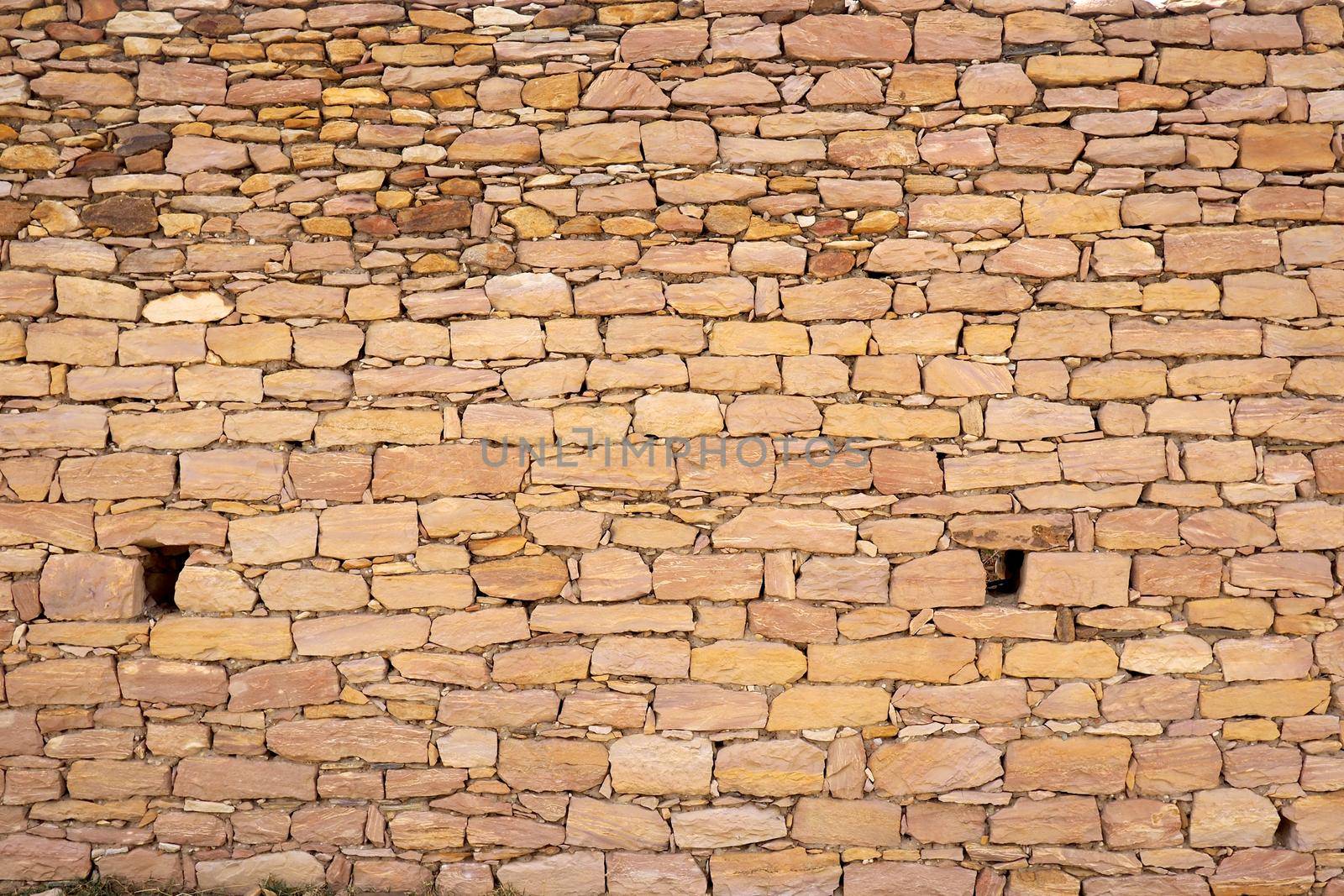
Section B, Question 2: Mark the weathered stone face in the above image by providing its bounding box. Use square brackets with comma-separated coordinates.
[0, 0, 1344, 896]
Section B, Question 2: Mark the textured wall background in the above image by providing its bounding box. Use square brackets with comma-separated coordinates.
[0, 0, 1344, 896]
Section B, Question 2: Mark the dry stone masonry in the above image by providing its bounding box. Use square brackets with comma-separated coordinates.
[0, 0, 1344, 896]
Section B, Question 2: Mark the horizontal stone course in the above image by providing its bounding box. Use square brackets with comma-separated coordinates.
[0, 0, 1344, 896]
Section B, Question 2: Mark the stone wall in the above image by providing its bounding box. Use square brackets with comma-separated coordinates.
[0, 0, 1344, 896]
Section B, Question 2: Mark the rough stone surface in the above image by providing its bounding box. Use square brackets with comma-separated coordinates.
[0, 0, 1344, 896]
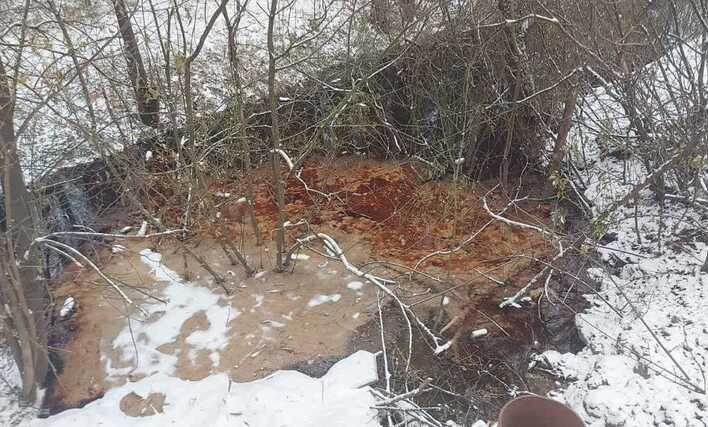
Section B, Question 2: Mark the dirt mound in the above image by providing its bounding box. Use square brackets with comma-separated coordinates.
[213, 157, 551, 272]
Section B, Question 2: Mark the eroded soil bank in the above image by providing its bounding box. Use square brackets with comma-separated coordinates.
[48, 157, 588, 419]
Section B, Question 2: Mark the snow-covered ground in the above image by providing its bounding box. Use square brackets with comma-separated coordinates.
[0, 342, 38, 427]
[541, 50, 708, 427]
[30, 351, 379, 427]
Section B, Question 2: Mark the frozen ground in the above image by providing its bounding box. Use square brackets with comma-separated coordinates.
[0, 342, 38, 426]
[541, 47, 708, 427]
[30, 351, 379, 427]
[544, 153, 708, 427]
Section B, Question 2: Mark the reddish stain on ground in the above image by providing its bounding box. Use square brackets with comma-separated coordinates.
[214, 158, 551, 271]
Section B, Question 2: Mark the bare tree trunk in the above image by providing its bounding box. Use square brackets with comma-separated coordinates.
[223, 0, 263, 246]
[113, 0, 160, 128]
[0, 56, 49, 401]
[268, 0, 285, 271]
[548, 88, 577, 176]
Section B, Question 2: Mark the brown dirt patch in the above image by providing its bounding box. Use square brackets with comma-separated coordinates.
[50, 158, 551, 422]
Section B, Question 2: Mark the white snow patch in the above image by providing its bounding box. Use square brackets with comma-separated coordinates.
[59, 297, 76, 317]
[347, 281, 364, 291]
[102, 249, 240, 377]
[32, 351, 379, 427]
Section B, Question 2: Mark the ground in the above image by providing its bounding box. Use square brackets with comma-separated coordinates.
[30, 158, 568, 426]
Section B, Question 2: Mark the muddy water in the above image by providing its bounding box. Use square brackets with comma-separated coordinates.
[51, 236, 396, 411]
[44, 159, 580, 419]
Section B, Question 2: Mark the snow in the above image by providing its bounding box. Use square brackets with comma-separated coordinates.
[103, 249, 240, 377]
[111, 245, 127, 254]
[0, 343, 38, 427]
[307, 294, 342, 307]
[31, 351, 379, 427]
[347, 281, 364, 291]
[533, 38, 708, 427]
[59, 297, 76, 317]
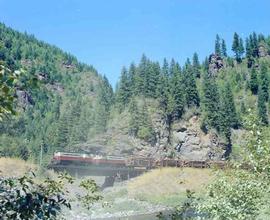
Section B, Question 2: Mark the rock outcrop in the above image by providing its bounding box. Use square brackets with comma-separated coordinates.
[208, 54, 224, 77]
[171, 116, 226, 160]
[258, 44, 268, 57]
[16, 89, 35, 108]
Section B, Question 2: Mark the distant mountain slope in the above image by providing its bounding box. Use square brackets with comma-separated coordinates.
[0, 24, 270, 161]
[0, 24, 113, 162]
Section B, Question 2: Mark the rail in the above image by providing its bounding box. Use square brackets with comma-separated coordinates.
[52, 152, 226, 170]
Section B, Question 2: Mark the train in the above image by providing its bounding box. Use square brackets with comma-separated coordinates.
[52, 152, 227, 170]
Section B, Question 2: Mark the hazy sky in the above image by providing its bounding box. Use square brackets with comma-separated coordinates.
[0, 0, 270, 85]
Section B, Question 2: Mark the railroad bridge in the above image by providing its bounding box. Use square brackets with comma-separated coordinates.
[49, 152, 224, 187]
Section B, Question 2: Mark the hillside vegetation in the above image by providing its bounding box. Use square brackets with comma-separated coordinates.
[0, 24, 270, 161]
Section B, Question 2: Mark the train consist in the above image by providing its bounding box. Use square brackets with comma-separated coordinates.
[52, 152, 226, 170]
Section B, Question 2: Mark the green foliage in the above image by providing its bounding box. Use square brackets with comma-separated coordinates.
[78, 179, 103, 209]
[0, 175, 71, 220]
[215, 34, 221, 55]
[197, 170, 268, 220]
[221, 39, 227, 57]
[0, 24, 109, 158]
[0, 63, 19, 121]
[249, 68, 259, 95]
[257, 88, 268, 125]
[232, 33, 245, 62]
[202, 74, 220, 130]
[259, 63, 270, 102]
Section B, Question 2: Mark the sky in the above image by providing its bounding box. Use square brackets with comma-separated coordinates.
[0, 0, 270, 86]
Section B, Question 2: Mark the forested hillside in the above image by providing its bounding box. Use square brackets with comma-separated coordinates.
[0, 24, 270, 162]
[0, 24, 113, 162]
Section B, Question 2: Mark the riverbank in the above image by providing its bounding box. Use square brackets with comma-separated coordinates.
[65, 168, 213, 220]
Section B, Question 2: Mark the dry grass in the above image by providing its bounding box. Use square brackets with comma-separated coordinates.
[128, 168, 213, 205]
[0, 157, 37, 177]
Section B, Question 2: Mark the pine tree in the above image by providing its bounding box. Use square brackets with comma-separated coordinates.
[128, 63, 137, 96]
[250, 32, 259, 58]
[129, 97, 140, 137]
[192, 53, 200, 77]
[184, 62, 200, 107]
[161, 58, 169, 78]
[136, 54, 148, 95]
[260, 63, 269, 102]
[222, 82, 239, 128]
[257, 88, 268, 125]
[221, 39, 227, 57]
[232, 33, 244, 63]
[171, 63, 185, 119]
[117, 67, 131, 110]
[246, 38, 254, 68]
[202, 74, 220, 130]
[249, 68, 258, 95]
[215, 34, 221, 55]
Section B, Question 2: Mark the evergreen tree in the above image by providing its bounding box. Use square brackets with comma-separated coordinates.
[232, 33, 244, 62]
[221, 82, 239, 128]
[257, 88, 268, 125]
[161, 58, 169, 78]
[250, 32, 259, 58]
[249, 68, 259, 95]
[129, 97, 140, 137]
[192, 53, 200, 77]
[136, 54, 148, 95]
[171, 63, 185, 119]
[202, 74, 220, 130]
[260, 63, 269, 102]
[246, 38, 254, 68]
[215, 34, 221, 55]
[184, 62, 200, 107]
[221, 39, 227, 57]
[117, 67, 131, 108]
[128, 63, 137, 96]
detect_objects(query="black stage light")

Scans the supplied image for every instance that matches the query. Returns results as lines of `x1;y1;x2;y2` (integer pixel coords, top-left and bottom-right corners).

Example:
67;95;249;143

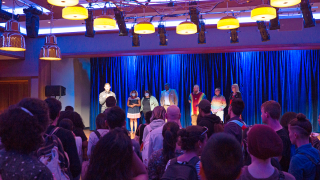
85;9;96;37
257;21;270;42
230;28;239;44
23;6;42;38
158;24;168;46
131;26;140;47
300;0;316;28
198;21;206;44
269;8;280;30
113;8;129;36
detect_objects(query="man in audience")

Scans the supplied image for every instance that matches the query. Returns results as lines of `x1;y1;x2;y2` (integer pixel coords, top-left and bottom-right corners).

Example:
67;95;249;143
224;98;245;144
148;105;181;158
239;124;295;180
197;99;223;138
45;98;81;179
200;133;243;180
261;100;291;172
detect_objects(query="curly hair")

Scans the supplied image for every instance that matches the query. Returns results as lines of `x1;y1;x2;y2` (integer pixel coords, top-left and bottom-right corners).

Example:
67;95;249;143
84;128;133;180
0;98;49;154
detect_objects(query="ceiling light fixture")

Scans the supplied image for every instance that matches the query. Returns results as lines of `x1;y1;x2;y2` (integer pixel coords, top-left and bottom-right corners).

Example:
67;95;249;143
0;1;26;51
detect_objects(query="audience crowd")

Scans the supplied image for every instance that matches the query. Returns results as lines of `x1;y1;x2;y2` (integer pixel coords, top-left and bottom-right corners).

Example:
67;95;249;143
0;97;320;180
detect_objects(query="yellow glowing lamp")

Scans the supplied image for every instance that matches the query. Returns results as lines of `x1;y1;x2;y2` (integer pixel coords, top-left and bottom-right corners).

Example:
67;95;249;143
62;6;88;20
251;4;277;21
48;0;79;7
134;21;156;34
217;16;240;30
270;0;301;7
93;15;117;30
176;21;198;35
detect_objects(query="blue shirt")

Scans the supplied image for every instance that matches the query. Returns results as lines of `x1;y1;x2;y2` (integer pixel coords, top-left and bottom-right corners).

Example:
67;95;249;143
289;143;320;180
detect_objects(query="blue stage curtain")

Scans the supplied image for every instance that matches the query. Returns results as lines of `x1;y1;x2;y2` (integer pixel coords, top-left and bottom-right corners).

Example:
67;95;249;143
90;50;320;131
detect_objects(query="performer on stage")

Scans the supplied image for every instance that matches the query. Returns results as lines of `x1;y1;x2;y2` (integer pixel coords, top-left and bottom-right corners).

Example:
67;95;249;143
127;90;141;134
160;83;178;111
99;83;117;113
211;88;227;121
189;85;207;125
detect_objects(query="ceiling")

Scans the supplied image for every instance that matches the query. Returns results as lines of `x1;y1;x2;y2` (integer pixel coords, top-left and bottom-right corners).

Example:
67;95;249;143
0;0;320;35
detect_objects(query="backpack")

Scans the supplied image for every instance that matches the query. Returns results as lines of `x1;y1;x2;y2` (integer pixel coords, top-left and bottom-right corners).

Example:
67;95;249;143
37;127;70;180
161;156;200;180
140;125;152;167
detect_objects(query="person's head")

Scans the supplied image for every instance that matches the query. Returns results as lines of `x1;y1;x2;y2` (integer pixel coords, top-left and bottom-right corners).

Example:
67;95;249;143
106;96;117;108
164;83;170;91
214;88;221;96
178;126;208;155
59;118;73;131
201;133;243;180
64;106;74;111
228;98;245;118
280;112;297;130
162;122;179;162
105;106;126;129
166;105;181;122
193;84;200;93
104;83;111;92
247;124;283;160
198;99;211;117
96;113;108;129
84;128;134;180
44;98;62;121
130;90;138;98
150;106;166;122
231;84;240;93
0;98;49;154
261;100;281;124
288;113;312;145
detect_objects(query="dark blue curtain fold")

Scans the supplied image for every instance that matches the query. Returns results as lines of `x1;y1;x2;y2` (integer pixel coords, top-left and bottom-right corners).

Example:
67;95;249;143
90;50;320;131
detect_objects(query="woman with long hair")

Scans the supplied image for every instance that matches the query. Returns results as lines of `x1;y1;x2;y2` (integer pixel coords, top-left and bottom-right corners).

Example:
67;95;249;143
148;122;183;180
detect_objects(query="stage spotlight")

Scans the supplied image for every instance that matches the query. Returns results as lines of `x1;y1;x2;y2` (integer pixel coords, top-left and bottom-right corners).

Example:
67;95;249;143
131;26;140;47
230;28;239;44
198;20;206;44
23;6;42;38
158;24;168;46
85;9;96;37
300;0;316;28
114;8;129;36
269;8;280;30
257;21;270;42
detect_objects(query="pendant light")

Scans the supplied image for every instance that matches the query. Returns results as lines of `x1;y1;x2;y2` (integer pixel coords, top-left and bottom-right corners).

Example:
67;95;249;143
62;5;88;20
134;8;156;34
40;8;61;61
0;1;26;51
48;0;79;7
270;0;301;7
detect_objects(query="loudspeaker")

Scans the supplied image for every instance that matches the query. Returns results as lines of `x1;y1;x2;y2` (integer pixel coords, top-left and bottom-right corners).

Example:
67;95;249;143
45;86;66;97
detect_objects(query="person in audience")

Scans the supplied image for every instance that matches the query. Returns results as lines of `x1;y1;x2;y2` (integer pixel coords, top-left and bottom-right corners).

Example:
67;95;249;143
200;133;243;180
148;105;181;161
148;121;183;180
135;111;152;145
261;100;291;172
142;106;166;142
289;113;320;180
197;99;223;138
127;90;141;134
87;113;112;158
238;124;295;180
84;127;148;180
0;98;53;180
45;98;81;179
224;98;245;144
164;126;208;180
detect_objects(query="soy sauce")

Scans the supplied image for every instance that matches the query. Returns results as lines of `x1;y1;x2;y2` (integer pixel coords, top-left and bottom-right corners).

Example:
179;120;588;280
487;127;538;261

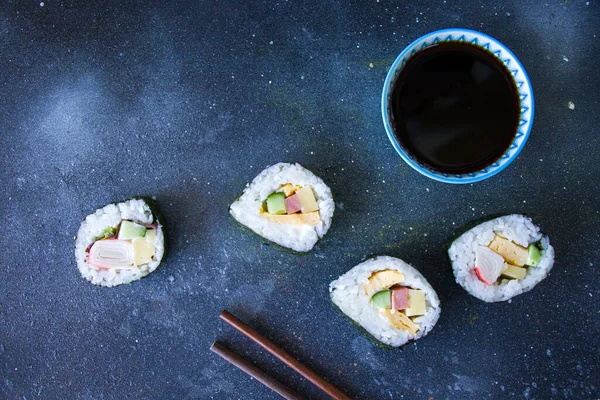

> Directive
Report every line of the records that contains the string "train", matching case exactly.

> Task result
Section B, Question 2: Mark the train in the above image by providing its bounding box. Use square brackets with comma-separated coordinates.
Section B, Question 2: Mark the train consist in the above image by providing its bounding box. Use square brackets with comma-separated coordinates.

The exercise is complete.